Appropriately, the chapter headings follow the different stages of grief, from shock, both of the soldiers and the after-effects of war on a grieving population, through the release of cinema and dancing, to the acceptance of a new society. I found the chapters on Armistice Day 1919, with the first two minutes silence, and the burial of the Unknown Soldier particularly emotional, as expected, but also the Duke of Devonshire’s reluctant decision to sell Devonshire House in London, which was later demolished (‘sacrifices made in silence’), and art reflecting life in Abel Gance’s film 'J’accuse'!, where ‘dead men on leave’ at Verdun played soldiers rising from the dead in the final scene. Evelyn Waugh dismissed the ceremony of the first ‘Great Silence’ as ‘artificial nonsense and sentimentality’, and even the King thought it was better to look forward rather than remember, but the actual service united the country in grief: ‘Bicycles braked, road menders laid down their spades, telephone operators unplugged their connection boards, factory workers switched off their machinery, dock workers stopped their unloading, school children stopped their lessons …’ Two years later, the same objections were made to bringing home the unidentifiable remains of a British soldier from French soil, but the service at Westminster provided a chance for mourning families to finally shed tears over a coffin and say goodbye to loved ones.

○ ○ ○ ○ ○

### Explore the material
• A. The quoted description of the first Great Silence in the passage about mourning after the war tells what each of several groups stopped doing. List every group and what it did.
• B. Pick up the passage about mourning after the war at the end of its last sentence and write what comes next.

○ ○ ○ ○ ○

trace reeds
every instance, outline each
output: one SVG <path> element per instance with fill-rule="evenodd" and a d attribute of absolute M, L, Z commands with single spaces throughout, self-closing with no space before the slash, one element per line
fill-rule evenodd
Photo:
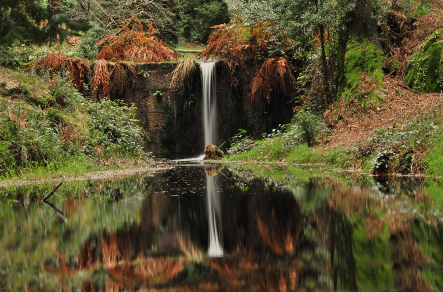
<path fill-rule="evenodd" d="M 86 59 L 70 58 L 63 53 L 48 54 L 35 63 L 35 71 L 49 71 L 52 78 L 55 73 L 65 69 L 69 72 L 75 88 L 84 92 L 85 85 L 88 84 L 88 77 L 91 73 L 89 62 Z"/>
<path fill-rule="evenodd" d="M 110 96 L 113 99 L 121 97 L 125 89 L 132 88 L 135 85 L 136 72 L 133 65 L 118 62 L 114 65 L 110 74 Z"/>

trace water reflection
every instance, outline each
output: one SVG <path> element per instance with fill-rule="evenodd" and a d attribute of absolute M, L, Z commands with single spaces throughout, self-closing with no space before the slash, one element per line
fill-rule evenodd
<path fill-rule="evenodd" d="M 66 182 L 51 205 L 50 186 L 4 189 L 0 291 L 443 289 L 421 184 L 300 172 L 183 165 Z"/>
<path fill-rule="evenodd" d="M 208 224 L 209 225 L 209 247 L 208 255 L 210 258 L 223 256 L 223 248 L 218 226 L 222 218 L 220 203 L 218 194 L 216 193 L 215 176 L 217 175 L 217 167 L 205 168 L 206 173 L 206 194 L 208 197 Z"/>

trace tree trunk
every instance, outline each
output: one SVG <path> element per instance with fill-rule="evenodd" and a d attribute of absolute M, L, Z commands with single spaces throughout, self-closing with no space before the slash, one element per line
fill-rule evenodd
<path fill-rule="evenodd" d="M 323 67 L 323 89 L 326 104 L 329 105 L 331 98 L 331 90 L 329 86 L 329 73 L 328 70 L 328 62 L 326 60 L 326 52 L 324 49 L 324 27 L 320 26 L 320 44 L 321 46 L 321 65 Z"/>
<path fill-rule="evenodd" d="M 371 40 L 377 40 L 377 23 L 374 16 L 375 9 L 370 0 L 356 0 L 355 9 L 350 13 L 352 20 L 348 28 L 350 35 L 367 37 Z"/>

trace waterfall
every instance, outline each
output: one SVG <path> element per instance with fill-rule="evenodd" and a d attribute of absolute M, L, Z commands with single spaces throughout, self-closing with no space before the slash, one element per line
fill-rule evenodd
<path fill-rule="evenodd" d="M 203 99 L 205 145 L 215 144 L 216 116 L 215 62 L 201 62 L 201 86 Z"/>
<path fill-rule="evenodd" d="M 206 190 L 208 195 L 208 221 L 209 223 L 209 248 L 208 256 L 210 258 L 223 256 L 223 248 L 220 241 L 217 221 L 221 218 L 219 202 L 220 198 L 216 194 L 214 185 L 215 177 L 206 176 Z"/>
<path fill-rule="evenodd" d="M 215 62 L 201 62 L 201 87 L 203 100 L 203 125 L 205 145 L 215 144 L 216 117 L 216 68 Z M 206 192 L 208 198 L 208 222 L 209 224 L 209 247 L 208 256 L 223 256 L 219 223 L 221 222 L 220 198 L 216 194 L 215 178 L 207 173 Z"/>

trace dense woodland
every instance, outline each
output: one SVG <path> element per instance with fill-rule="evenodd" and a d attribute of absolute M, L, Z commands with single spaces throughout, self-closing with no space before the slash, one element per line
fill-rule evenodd
<path fill-rule="evenodd" d="M 241 129 L 232 159 L 440 176 L 442 11 L 432 0 L 3 1 L 0 175 L 149 163 L 150 133 L 118 100 L 149 78 L 134 64 L 176 63 L 176 86 L 219 59 L 234 88 L 254 66 L 251 100 L 289 88 L 296 103 L 263 140 Z"/>

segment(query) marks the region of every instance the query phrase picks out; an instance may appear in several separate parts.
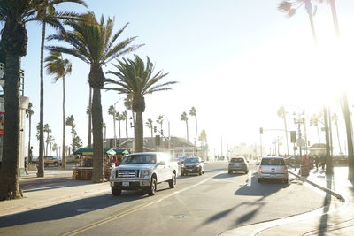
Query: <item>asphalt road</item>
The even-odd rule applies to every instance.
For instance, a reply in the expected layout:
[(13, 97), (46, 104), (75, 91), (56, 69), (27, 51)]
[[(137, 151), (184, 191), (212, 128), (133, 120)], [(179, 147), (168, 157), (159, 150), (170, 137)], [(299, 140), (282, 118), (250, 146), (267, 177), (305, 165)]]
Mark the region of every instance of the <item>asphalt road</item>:
[(226, 162), (205, 164), (203, 176), (158, 186), (155, 196), (107, 193), (0, 217), (0, 235), (218, 235), (229, 229), (307, 212), (324, 196), (303, 183), (259, 184), (249, 174), (227, 174)]

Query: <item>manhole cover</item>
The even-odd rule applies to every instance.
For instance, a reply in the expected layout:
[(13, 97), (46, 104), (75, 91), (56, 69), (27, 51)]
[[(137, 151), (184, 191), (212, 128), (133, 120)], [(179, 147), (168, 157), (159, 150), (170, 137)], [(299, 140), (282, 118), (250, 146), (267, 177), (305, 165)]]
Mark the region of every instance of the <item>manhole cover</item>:
[(187, 215), (181, 215), (181, 216), (177, 216), (177, 218), (179, 218), (179, 219), (190, 218), (190, 216), (187, 216)]
[(83, 208), (83, 209), (76, 209), (77, 212), (88, 212), (94, 210), (93, 209), (90, 208)]

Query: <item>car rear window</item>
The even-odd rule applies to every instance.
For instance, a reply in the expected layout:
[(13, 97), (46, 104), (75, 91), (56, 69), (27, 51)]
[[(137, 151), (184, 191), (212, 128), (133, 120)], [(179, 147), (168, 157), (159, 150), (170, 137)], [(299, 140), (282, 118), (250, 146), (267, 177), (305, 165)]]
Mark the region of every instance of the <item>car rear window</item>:
[(281, 158), (265, 158), (262, 159), (261, 165), (285, 165), (284, 159)]
[(231, 161), (232, 163), (244, 163), (243, 158), (232, 158)]

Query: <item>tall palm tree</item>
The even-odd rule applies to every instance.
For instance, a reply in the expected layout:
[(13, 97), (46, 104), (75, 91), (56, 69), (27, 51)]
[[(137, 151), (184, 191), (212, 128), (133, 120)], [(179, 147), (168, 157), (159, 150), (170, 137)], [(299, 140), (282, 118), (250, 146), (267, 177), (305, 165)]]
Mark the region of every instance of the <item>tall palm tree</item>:
[[(65, 76), (72, 72), (72, 63), (68, 59), (64, 59), (61, 52), (50, 51), (50, 56), (45, 58), (45, 67), (49, 74), (54, 75), (54, 81), (57, 82), (60, 79), (63, 80), (63, 104), (62, 104), (62, 145), (65, 147)], [(62, 152), (62, 169), (65, 170), (66, 158), (65, 152), (63, 148)]]
[(26, 116), (28, 118), (28, 162), (32, 162), (31, 149), (31, 131), (32, 131), (32, 115), (35, 113), (32, 110), (32, 103), (28, 103), (28, 108), (26, 110)]
[(127, 110), (124, 110), (124, 111), (123, 111), (123, 113), (122, 113), (122, 118), (124, 118), (123, 120), (126, 121), (126, 137), (127, 137), (127, 138), (128, 138), (128, 134), (127, 134), (127, 121), (128, 121), (128, 118), (127, 118)]
[(193, 150), (193, 152), (196, 153), (196, 135), (198, 135), (198, 121), (197, 121), (197, 119), (196, 119), (196, 108), (195, 108), (195, 107), (192, 107), (192, 108), (190, 109), (190, 110), (189, 110), (189, 115), (190, 115), (191, 117), (194, 117), (194, 118), (195, 118), (195, 120), (196, 120), (196, 136), (195, 136), (195, 138), (194, 138), (194, 150)]
[(338, 116), (335, 113), (332, 114), (332, 121), (335, 125), (335, 129), (337, 130), (337, 140), (338, 140), (338, 147), (339, 147), (339, 153), (342, 154), (342, 147), (341, 147), (341, 139), (339, 138), (339, 129), (338, 129)]
[(188, 131), (188, 117), (186, 111), (183, 111), (183, 113), (181, 115), (181, 120), (186, 122), (186, 127), (187, 127), (187, 141), (189, 141), (189, 131)]
[(145, 122), (145, 126), (150, 128), (150, 130), (151, 132), (151, 138), (154, 137), (154, 126), (152, 123), (153, 123), (153, 121), (151, 118), (148, 118), (148, 121)]
[(133, 119), (133, 126), (135, 126), (135, 116), (133, 111), (133, 95), (132, 94), (127, 95), (127, 96), (124, 98), (124, 106), (127, 108), (127, 110), (130, 110), (132, 112), (131, 118)]
[[(44, 21), (55, 23), (54, 17), (41, 13), (42, 1), (0, 0), (0, 21), (4, 22), (1, 45), (5, 54), (5, 88), (4, 148), (0, 170), (0, 200), (21, 198), (19, 182), (19, 83), (21, 57), (27, 55), (26, 23)], [(42, 159), (40, 160), (42, 164)]]
[(75, 147), (74, 141), (75, 141), (75, 136), (76, 136), (76, 131), (75, 131), (76, 125), (75, 125), (75, 118), (73, 118), (73, 115), (66, 118), (65, 125), (70, 126), (70, 128), (72, 130), (71, 131), (71, 133), (72, 133), (72, 147), (73, 149), (73, 148)]
[(313, 15), (314, 15), (314, 12), (312, 12), (313, 5), (312, 5), (311, 0), (282, 1), (278, 5), (278, 10), (282, 12), (287, 13), (288, 17), (290, 18), (290, 17), (294, 16), (296, 12), (296, 10), (303, 5), (304, 5), (306, 12), (309, 15), (311, 31), (312, 33), (312, 38), (313, 38), (314, 42), (317, 43), (316, 30), (315, 30), (314, 24), (313, 24)]
[(288, 140), (288, 126), (287, 126), (287, 113), (288, 111), (285, 110), (283, 106), (281, 106), (278, 110), (278, 117), (282, 118), (284, 120), (284, 128), (285, 128), (285, 137), (287, 139), (287, 151), (288, 151), (288, 156), (289, 155), (289, 140)]
[(104, 129), (104, 148), (107, 148), (107, 126), (105, 126), (105, 123), (102, 124), (102, 127)]
[(65, 24), (71, 27), (73, 31), (49, 37), (67, 42), (71, 47), (50, 46), (47, 49), (76, 57), (90, 66), (88, 82), (90, 87), (93, 88), (92, 125), (94, 140), (92, 181), (97, 183), (104, 181), (101, 89), (104, 87), (105, 77), (102, 65), (118, 57), (135, 50), (141, 45), (129, 46), (135, 37), (117, 42), (127, 24), (116, 34), (113, 34), (113, 19), (109, 18), (104, 22), (104, 17), (101, 17), (101, 20), (97, 22), (93, 12), (86, 14), (85, 18), (87, 19), (85, 21), (67, 20)]
[(164, 124), (164, 116), (159, 115), (158, 117), (157, 117), (156, 123), (160, 125), (160, 132), (162, 132), (163, 130), (162, 125)]
[(116, 146), (116, 140), (117, 140), (117, 134), (116, 134), (116, 120), (117, 120), (117, 111), (114, 109), (114, 106), (112, 105), (108, 108), (108, 115), (111, 115), (113, 118), (113, 135), (114, 135), (114, 145), (113, 147)]
[(133, 111), (136, 114), (135, 133), (135, 151), (142, 152), (143, 149), (143, 123), (142, 113), (145, 111), (145, 98), (148, 94), (158, 91), (170, 90), (169, 87), (175, 81), (169, 81), (159, 84), (162, 79), (167, 75), (162, 71), (153, 74), (154, 65), (147, 57), (146, 64), (137, 55), (134, 59), (117, 60), (113, 66), (118, 72), (109, 71), (109, 74), (113, 74), (119, 80), (106, 79), (106, 82), (116, 88), (110, 88), (109, 90), (118, 91), (119, 94), (133, 94)]
[[(41, 126), (40, 126), (41, 127)], [(41, 130), (40, 130), (41, 131)], [(47, 133), (47, 138), (46, 138), (46, 146), (45, 146), (45, 155), (48, 155), (48, 145), (49, 145), (49, 138), (50, 138), (50, 133), (51, 133), (51, 129), (50, 128), (50, 125), (45, 124), (43, 126), (43, 132)], [(41, 132), (40, 132), (40, 135), (41, 135)], [(41, 138), (41, 136), (40, 136)]]
[[(40, 68), (40, 79), (41, 79), (41, 89), (40, 89), (40, 131), (41, 133), (43, 133), (43, 124), (44, 124), (44, 79), (43, 79), (43, 58), (44, 58), (44, 43), (45, 43), (45, 35), (46, 35), (46, 27), (47, 25), (54, 27), (57, 30), (61, 30), (65, 32), (61, 20), (63, 19), (73, 19), (78, 20), (81, 19), (80, 16), (74, 12), (71, 11), (57, 11), (56, 7), (62, 3), (75, 3), (81, 4), (83, 6), (87, 6), (85, 2), (82, 0), (43, 0), (41, 1), (40, 9), (38, 11), (38, 15), (41, 16), (40, 20), (42, 21), (42, 40), (41, 40), (41, 68)], [(50, 18), (51, 21), (45, 20), (45, 19)], [(44, 137), (41, 134), (39, 140), (39, 170), (38, 170), (38, 177), (43, 177), (43, 165), (44, 163), (42, 161), (43, 155), (43, 147), (44, 147)]]

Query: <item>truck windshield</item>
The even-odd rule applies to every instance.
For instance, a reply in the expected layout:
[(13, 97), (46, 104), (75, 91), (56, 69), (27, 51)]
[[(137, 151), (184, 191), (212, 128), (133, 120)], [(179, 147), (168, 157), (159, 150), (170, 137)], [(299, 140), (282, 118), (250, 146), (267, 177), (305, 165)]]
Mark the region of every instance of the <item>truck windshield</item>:
[(121, 164), (156, 164), (155, 155), (132, 155), (126, 157)]

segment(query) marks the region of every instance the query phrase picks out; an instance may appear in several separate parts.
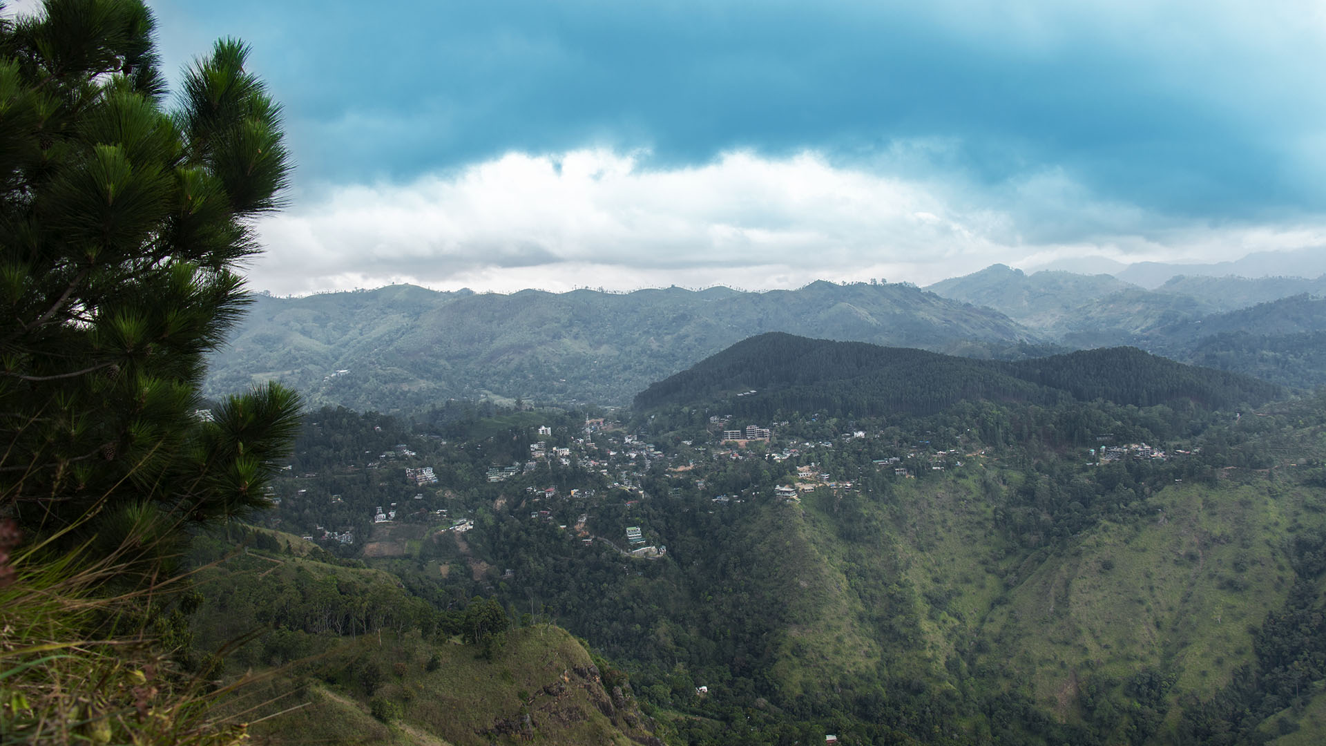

○ ○ ○ ○ ○

### Written responses
• A.
- Bicycles braked.
- Road menders laid down their spades.
- Telephone operators unplugged their connection boards.
- Factory workers switched off their machinery.
- Dock workers stopped their unloading.
- School children stopped their lessons.

• B.
‘A tiny child approached the monument holding his mother’s hand tightly. As he bent to lay a posy among the mass of flowers already there, he shouted in such a loud voice that, despite the huge sob that engulfed his words, the listening crowd thought they must have mistaken his age. “Oh Mummy,” he cried, “what a lovely garden Daddy has got.”’

Even now, almost a century later, it is vitally important that we remember the sacrifice of life and upheaval of society that were the legacies of the Great War. Although the Last Tommy died in 2009, Sir Edwin Lutyens’ cenotaph remains, a permanent symbol in stone to replace the temporary monument constructed out of wood and plaster for the Victory Parade in July, 1919. Juliet Nicolson deftly and respectfully reminds us of the significance of the red poppy worn every November by telling the stories of the men, women and children who lived through the Great War.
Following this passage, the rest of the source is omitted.